ABOUT THIS TASK ▸
Repeat each entry word for word.

Stored data entries
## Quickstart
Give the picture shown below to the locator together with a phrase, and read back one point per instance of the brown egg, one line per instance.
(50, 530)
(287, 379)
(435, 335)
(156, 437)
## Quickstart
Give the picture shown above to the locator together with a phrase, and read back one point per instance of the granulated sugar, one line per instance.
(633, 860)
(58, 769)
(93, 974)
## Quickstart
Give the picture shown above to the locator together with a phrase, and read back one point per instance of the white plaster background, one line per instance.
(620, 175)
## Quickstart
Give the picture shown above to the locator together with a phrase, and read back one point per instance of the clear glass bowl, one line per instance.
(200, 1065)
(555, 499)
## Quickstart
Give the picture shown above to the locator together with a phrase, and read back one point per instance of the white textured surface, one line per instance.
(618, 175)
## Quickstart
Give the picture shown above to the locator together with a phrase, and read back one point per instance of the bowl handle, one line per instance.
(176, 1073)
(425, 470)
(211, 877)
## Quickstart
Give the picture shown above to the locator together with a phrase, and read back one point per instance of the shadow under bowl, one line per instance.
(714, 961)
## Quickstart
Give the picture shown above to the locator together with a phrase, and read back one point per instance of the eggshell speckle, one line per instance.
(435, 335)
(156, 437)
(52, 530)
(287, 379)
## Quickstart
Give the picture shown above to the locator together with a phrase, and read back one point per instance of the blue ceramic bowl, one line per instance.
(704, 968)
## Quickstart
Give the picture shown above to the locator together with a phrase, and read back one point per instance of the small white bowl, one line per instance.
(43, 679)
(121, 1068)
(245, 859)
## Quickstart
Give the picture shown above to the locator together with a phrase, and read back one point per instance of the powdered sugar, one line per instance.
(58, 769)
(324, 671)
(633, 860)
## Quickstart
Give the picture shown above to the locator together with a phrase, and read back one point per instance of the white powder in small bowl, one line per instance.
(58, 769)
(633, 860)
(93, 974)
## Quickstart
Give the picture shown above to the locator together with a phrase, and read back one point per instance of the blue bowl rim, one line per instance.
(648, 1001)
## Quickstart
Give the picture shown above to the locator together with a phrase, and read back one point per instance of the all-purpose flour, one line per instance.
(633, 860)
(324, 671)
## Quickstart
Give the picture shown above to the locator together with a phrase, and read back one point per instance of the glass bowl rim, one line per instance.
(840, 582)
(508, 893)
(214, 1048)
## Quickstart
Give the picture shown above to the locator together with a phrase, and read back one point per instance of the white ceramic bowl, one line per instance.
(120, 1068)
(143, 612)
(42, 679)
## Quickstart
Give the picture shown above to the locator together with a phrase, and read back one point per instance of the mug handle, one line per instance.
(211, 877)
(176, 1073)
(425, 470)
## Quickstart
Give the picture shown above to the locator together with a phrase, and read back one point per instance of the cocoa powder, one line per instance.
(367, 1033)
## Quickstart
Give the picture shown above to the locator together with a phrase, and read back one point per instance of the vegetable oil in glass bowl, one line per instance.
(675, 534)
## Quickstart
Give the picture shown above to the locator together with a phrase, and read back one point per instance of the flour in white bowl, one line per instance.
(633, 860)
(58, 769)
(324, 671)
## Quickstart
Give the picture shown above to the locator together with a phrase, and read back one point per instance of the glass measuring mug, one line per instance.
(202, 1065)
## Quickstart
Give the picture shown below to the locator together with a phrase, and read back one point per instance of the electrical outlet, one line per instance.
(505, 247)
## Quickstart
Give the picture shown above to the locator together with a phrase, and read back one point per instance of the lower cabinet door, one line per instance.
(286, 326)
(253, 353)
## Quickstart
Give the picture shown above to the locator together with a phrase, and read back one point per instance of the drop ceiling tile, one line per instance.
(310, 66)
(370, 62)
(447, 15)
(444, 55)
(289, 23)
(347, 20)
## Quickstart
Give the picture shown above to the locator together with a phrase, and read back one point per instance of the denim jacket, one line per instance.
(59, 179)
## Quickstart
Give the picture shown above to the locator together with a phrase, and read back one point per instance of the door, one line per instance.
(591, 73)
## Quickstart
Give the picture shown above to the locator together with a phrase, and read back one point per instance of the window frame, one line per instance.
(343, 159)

TASK RESPONSE ▸
## Quickstart
Give the picture shown below to the locator together with a phrase, and read back one point per instance of the brown egg, one line per instance.
(50, 530)
(287, 379)
(435, 335)
(156, 437)
## Quickstart
Give the picture shown above to the locator together with a phrase, and read back one point per instance of the granulated sugar, one line per instance.
(633, 860)
(58, 769)
(93, 974)
## Quickstart
Give the picture shown above to the locator together with a phrase, and read back one point per instance of the white plaster background, one line per instance.
(620, 175)
## Quickstart
Give the picture shown above to the locator together with a phrase, and read back one point per instance of the clear glass bowl, one line per instance.
(200, 1065)
(555, 499)
## Quickstart
Give the picture shown above to the locator together with a phrase, and read back one point per instance of the white textured surface, one line per instance.
(618, 175)
## Quickstart
Give the picture shown above to the locator together with a phrase, and read back one point per instance of the bowl handle, one line per instance.
(176, 1073)
(425, 470)
(211, 877)
## Quickstart
Give the picture shown above to the locator together with a phrase, and read back one point per instance of the shadow under bowl, one line per instance.
(714, 961)
## Quickstart
Give the picture shown above to the locator together with a phrase, and read back one point per instance of the eggshell speckle, one line per instance.
(435, 335)
(156, 437)
(52, 530)
(287, 379)
## Quickstart
Give the picture shown above to the locator together with a phrase, and read back one point per instance of the blue ceramic bowl, one line per instance.
(704, 968)
## Quickstart
Give the picture shown above to the locator together with a phrase, and read back one point per instance of the small white bowl, one line per instance.
(43, 679)
(121, 1068)
(245, 859)
## Quickstart
Give the picture shown above to the locator together with a phrase, and read back one point per instance of the powdered sugar, one line per instance.
(58, 769)
(324, 671)
(633, 860)
## Quickstart
Give the picture shown above to the locator together with a phrase, and read back one point per instance of the white powder in small bowl, one line per instance.
(58, 769)
(633, 860)
(93, 974)
## Quickstart
Give the picture shown above to the locator together with a phrase, and read back one point per instance of the blue bowl rim, one line per instance.
(648, 1001)
## Quickstart
Give the picture shown above to the locator together with a phrase, and read back one point per instance of the all-purpose flour, one line per instance.
(633, 860)
(324, 671)
## Quickstart
Give the picture shown above to the locator together with a phrase, and read back one point per instance of the glass bowl rim, one line per instance.
(840, 582)
(508, 893)
(214, 1048)
## Quickstart
Give the picture shown above to the locator together with a phrase, and read back one point per instance of the white ceramic bowl, one line per instance.
(120, 1068)
(143, 612)
(42, 679)
## Quickstart
Give the picture shown above to the locator together with a phrase, and read back one point per instance of the mug handle, one line per instance.
(211, 877)
(176, 1073)
(425, 470)
## Quickstart
Give the picture shown above to the locator together with a phrase, and read back one point per instance of the cocoa powder, one line per instance.
(367, 1033)
## Quickstart
Give the picture shown above to the locator together with a phrase, and read back one point per instance of the vegetable oil in glass bowl, one line per instance.
(675, 534)
## Quickstart
Give the picture shown above to the locator together with a phrase, and read back one point per instance of the flour in white bowl, one line per instance.
(633, 860)
(58, 769)
(324, 671)
## Quickstart
Give the picture shown above to the locator together with a phrase, and read back one point per instance of the glass measuring mug, one line per instance.
(202, 1065)
## Quickstart
Give the picture shown below to the locator together with a phrase, and read back one point per instance of the electrical outlet, one line per instance.
(505, 247)
## Quickstart
Give the picture shown above to the locator together with a phrase, and read back one point per instance of the lower cabinet door, one line per instance.
(286, 326)
(253, 353)
## Quickstart
Give the picture shown above to the locator together with a phrase, and read back one point per instance of the drop ceiling tile, one line per instance.
(310, 66)
(370, 62)
(447, 15)
(444, 55)
(289, 23)
(347, 20)
## Quickstart
Give the picture shown above to the locator together with a phrase, and read back one point per instance of the denim jacket, one line per instance.
(59, 179)
## Quickstart
Give the picture shown above to the locator together with a phrase, and read back one point per instance of the door, one line per instance.
(591, 73)
## Quickstart
Give the picture shown above to the locator together with a phrase, and read back one point per instance of the window frame, one line per instance.
(343, 159)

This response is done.